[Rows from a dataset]

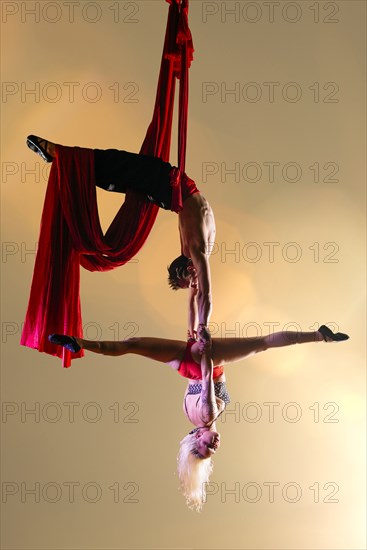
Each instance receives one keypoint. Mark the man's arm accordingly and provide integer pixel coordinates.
(204, 296)
(193, 317)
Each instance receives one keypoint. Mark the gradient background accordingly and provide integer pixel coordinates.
(136, 449)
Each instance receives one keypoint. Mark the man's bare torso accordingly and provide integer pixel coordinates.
(196, 225)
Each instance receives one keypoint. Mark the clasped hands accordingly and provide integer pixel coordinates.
(203, 337)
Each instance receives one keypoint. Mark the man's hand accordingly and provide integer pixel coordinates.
(205, 339)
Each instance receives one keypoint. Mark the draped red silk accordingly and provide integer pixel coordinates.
(71, 234)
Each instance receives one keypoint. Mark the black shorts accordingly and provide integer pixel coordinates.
(119, 170)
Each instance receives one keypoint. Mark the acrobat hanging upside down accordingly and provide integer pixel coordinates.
(71, 234)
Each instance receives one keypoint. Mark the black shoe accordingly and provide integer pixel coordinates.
(330, 336)
(34, 143)
(67, 342)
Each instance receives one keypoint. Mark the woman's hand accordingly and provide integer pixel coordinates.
(205, 339)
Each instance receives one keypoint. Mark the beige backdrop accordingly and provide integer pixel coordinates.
(277, 144)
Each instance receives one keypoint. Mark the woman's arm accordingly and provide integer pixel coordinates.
(193, 313)
(209, 407)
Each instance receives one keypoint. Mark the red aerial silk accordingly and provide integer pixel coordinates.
(71, 233)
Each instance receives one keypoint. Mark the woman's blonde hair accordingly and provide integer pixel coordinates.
(193, 472)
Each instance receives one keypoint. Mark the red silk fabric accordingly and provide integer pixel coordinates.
(70, 233)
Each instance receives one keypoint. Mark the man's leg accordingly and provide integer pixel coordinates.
(118, 171)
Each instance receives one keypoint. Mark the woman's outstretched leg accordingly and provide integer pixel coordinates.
(158, 349)
(229, 350)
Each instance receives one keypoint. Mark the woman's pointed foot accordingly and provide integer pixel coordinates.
(41, 147)
(68, 342)
(330, 336)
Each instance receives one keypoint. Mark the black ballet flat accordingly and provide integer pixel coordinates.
(330, 336)
(67, 342)
(34, 143)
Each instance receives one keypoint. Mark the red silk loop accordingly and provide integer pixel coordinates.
(70, 232)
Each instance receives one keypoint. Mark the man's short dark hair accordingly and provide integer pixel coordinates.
(177, 270)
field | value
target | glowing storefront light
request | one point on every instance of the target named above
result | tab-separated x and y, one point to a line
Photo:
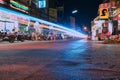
18	6
64	29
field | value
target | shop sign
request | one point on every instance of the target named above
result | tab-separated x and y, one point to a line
2	2
119	25
103	13
18	6
116	12
15	18
53	14
23	21
4	15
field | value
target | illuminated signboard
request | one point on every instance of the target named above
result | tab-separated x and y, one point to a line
42	3
2	2
18	6
104	13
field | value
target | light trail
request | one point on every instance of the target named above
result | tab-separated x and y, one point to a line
60	28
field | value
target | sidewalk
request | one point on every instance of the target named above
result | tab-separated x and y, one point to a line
30	41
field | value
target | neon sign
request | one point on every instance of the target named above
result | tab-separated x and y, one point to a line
2	2
18	6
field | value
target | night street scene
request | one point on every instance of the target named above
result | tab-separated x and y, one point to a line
59	39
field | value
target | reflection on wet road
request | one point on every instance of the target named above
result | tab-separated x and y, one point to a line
72	60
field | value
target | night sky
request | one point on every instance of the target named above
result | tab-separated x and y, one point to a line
87	10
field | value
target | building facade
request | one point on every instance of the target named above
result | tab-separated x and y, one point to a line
107	22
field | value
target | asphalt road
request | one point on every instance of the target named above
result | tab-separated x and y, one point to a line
59	60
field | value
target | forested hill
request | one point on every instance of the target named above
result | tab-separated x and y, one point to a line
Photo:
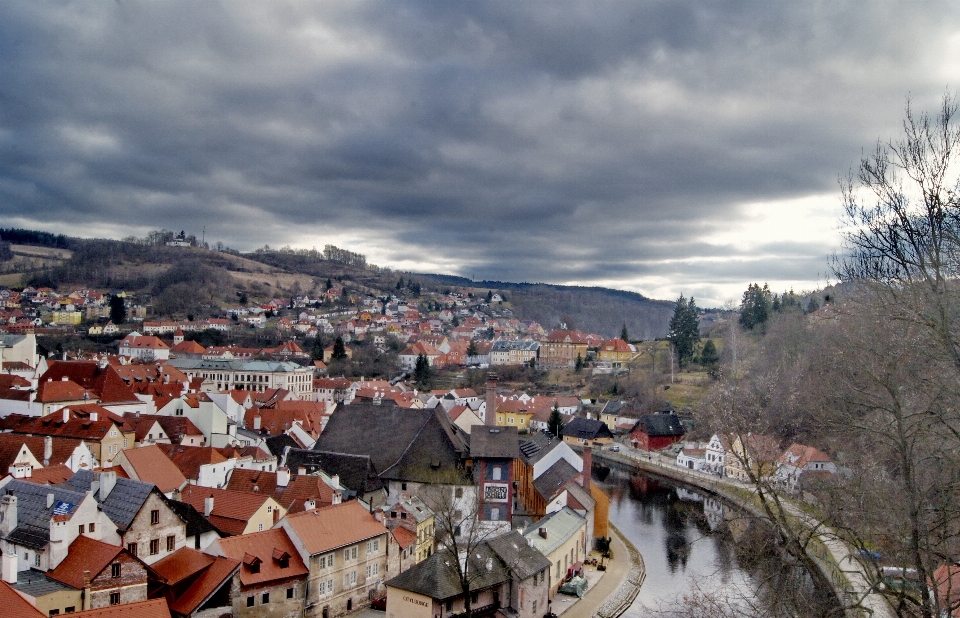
200	281
590	309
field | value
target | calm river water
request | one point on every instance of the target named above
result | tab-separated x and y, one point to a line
690	541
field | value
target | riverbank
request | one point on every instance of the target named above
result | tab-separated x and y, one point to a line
605	599
829	553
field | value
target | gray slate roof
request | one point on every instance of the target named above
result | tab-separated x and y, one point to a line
586	428
123	502
436	577
403	444
33	514
554	479
494	442
560	526
521	557
357	472
662	425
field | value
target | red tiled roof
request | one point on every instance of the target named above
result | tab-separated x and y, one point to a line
405	538
190	458
269	546
331	527
85	554
231	509
54	475
156	608
15	605
151	465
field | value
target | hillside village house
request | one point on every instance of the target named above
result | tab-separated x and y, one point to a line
249	375
346	550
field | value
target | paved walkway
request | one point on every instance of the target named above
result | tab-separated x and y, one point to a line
855	573
602	584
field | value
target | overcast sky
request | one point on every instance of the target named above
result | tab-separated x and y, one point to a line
660	147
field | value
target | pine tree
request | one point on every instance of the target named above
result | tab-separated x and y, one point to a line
755	306
555	422
421	373
339	350
118	311
684	329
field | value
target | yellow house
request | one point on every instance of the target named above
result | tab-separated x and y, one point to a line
561	537
412	513
514	413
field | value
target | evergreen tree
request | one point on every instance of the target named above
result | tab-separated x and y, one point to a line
755	306
421	373
709	357
684	329
339	350
555	422
316	352
118	310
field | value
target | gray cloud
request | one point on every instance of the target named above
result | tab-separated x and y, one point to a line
555	141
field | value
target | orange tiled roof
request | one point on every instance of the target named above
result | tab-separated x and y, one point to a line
152	465
331	527
85	554
405	538
270	546
231	509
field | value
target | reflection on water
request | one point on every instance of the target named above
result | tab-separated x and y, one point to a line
690	540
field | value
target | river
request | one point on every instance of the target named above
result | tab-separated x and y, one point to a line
691	541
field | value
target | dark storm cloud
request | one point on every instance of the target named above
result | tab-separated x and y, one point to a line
540	141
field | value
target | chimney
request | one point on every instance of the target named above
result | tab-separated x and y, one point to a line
587	467
108	481
9	567
8	515
490	416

*STATED EXERCISE*.
Count the lines in the material above that contain the word "reflection" and reply with only the number.

*SOLUTION FOR THIS EXERCISE*.
2